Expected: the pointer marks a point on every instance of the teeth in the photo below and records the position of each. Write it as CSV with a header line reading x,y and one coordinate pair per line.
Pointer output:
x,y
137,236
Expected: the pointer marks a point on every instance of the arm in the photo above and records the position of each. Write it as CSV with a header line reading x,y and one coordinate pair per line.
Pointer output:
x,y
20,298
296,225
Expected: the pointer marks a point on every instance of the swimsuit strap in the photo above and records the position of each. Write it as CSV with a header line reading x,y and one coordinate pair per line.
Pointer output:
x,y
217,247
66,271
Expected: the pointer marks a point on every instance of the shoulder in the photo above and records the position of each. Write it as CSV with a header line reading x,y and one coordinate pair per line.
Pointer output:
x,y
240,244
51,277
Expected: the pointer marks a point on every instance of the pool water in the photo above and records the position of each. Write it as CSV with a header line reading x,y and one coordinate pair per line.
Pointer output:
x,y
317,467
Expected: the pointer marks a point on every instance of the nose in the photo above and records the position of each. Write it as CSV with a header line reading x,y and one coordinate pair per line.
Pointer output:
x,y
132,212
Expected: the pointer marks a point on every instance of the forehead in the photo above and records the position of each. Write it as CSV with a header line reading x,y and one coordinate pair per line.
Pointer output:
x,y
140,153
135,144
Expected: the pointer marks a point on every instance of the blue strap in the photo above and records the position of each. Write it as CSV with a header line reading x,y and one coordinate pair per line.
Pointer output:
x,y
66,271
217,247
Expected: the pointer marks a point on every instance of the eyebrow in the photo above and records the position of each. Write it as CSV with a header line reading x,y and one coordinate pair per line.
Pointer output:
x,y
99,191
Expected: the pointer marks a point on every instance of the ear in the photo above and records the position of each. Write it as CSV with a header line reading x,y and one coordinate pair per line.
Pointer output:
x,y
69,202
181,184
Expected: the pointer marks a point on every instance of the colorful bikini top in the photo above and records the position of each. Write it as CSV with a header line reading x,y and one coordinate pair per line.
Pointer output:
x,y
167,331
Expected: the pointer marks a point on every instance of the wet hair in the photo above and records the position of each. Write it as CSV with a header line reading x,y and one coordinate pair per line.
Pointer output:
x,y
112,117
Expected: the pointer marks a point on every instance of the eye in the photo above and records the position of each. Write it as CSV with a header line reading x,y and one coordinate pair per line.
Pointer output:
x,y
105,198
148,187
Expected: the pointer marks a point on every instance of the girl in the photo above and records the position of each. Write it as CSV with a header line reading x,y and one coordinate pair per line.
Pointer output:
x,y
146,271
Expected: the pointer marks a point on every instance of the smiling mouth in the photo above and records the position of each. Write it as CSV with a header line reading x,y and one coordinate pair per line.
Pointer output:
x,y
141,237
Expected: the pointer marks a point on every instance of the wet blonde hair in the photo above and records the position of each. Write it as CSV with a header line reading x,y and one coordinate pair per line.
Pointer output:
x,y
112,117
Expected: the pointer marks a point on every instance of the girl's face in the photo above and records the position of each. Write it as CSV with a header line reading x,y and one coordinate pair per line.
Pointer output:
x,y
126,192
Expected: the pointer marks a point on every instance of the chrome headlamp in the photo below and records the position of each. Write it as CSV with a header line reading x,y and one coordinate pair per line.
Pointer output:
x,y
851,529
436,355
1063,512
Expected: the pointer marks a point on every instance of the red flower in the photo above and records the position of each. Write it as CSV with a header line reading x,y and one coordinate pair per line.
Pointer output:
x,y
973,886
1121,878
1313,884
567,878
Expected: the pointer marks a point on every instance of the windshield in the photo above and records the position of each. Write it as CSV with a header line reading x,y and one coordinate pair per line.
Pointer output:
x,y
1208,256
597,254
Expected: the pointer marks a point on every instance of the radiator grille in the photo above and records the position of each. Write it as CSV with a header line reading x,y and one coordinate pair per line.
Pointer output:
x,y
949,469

## [What is expected]
Would you write down every record again, exactly?

## [Result of the task]
Expected: the pointer marks a point on every instance of the teeth in the photo below and records the position of each. Write it as CSV with a header line reading x,y and one coordinate pair per line.
Pointer output:
x,y
137,236
Expected: the pointer marks a point on every instance of the arm in the photo above and records the position of each. Write it as CSV with a header line reading x,y and one coordinate pair per line.
Pointer output:
x,y
20,298
296,225
Expected: the pointer marks a point on every instance of the swimsuit strap in the photo above and records the position of each. Write it as CSV with a header line reading x,y and one coordinate pair per line.
Pointer output:
x,y
217,247
66,271
Expected: the pointer marks a point on every instance of the shoulder in the photo above and records the position of each. Write it as CSV with a header line reading x,y and one coordinate pair per line.
Pointer output:
x,y
240,244
51,277
Expected: the pointer marks a point on every instance of the pool water in the photo above and records the position of each. Write it as CSV with a header line reading x,y and one coordinate pair per line.
Pointer output:
x,y
317,467
Expected: the pointer marks a point on every instance of the nose in the photo above and records the position of each. Write it as CSV with a header line reading x,y and one coordinate pair per line.
Pointer output:
x,y
132,212
Expected: the pointer marks a point on every instance of the forehead in the photo above and records the position of each. Write it as CSV with a header line reading x,y and one coordinate pair per line.
Pointer output:
x,y
140,153
135,144
Expected: the pointer marks a point on every instance of the blue strap in the photo above and records the position of each. Write it as CSV with a header line reading x,y and one coordinate pair per line.
Pointer output:
x,y
66,271
217,247
Expected: the pointer marks a point on every instance of the eyebrow in the photo above and records the position of each. Write it as CSV with a header line reading x,y and one coordinate pair per line.
Pointer output:
x,y
99,191
Expected: the pointer marks a point on every instance of the ear in the photo above and records the position of each. Write it as CSV with a header line reading x,y and one coordinate pair per line.
Pointer output:
x,y
69,202
181,184
Expected: the pointer marks a point on every instance of the colorful bikini top in the photo above and records the position of each. Write it as CSV with a header line reading x,y and one coordinate pair per line.
Pointer output:
x,y
167,331
Expected: the pointer marks a point on every instance of the wet hair in the photo above and records the position of each. Write it as CSV with a header line reading x,y and one coordinate pair per line.
Pointer output:
x,y
112,117
Expected: the pointer marks a point on every instance of the eye in the photo above and records the position of each. Write it as CSV with a header line reading x,y and one coordinate pair per line.
Pointer output:
x,y
105,198
148,187
Expected: the pointer marks a point on every instance of the girl in the photo above and records the position of each. Write it as CSV with a header line reading x,y and one coordinate pair per line.
Pointer output:
x,y
146,271
Expected: the pointer marks a point on every instance of the smiling mouth in the photo above and records the position of each. Write it as CSV with a header line reading x,y and one coordinate pair per line.
Pointer output:
x,y
141,237
Expected: the pointer marks a point on every instance of the wet blonde hair in the photo above and records the position of each. Write it as CSV with a header line reading x,y and one coordinate pair per line.
Pointer output:
x,y
112,117
Expected: the pointer marks a point on every instance of the girl's face in the photo above and records the position of each. Write it as CSV with a header line reading x,y and one coordinate pair per line.
Pointer output:
x,y
126,192
Expected: the pointer marks a point on every instance of the chrome headlamp in the photo below and records the position of each. Write it as CSV with a header line reading x,y and one coordinate pair per line.
Pointer output:
x,y
851,529
436,355
1063,512
Expected: the pointer marks a point on every instance of the red flower in the photo above and records the position of each. Write it as CSV with a header line reading x,y and one coordinate pair per line.
Pointer output:
x,y
973,886
1121,878
1313,884
567,878
Expected: the pointer marks a point on every instance of the windshield in the photo above and records the position of each. Write it as CSV with a header line reading x,y and one coordinate pair per line.
Pointer output:
x,y
1208,256
597,254
Expected: the pointer marks a point on every instance of the radiator grille in the photo above and records the position of each. Write it as CSV with a header line reading x,y and one coordinate pair per line.
Pointer output:
x,y
949,469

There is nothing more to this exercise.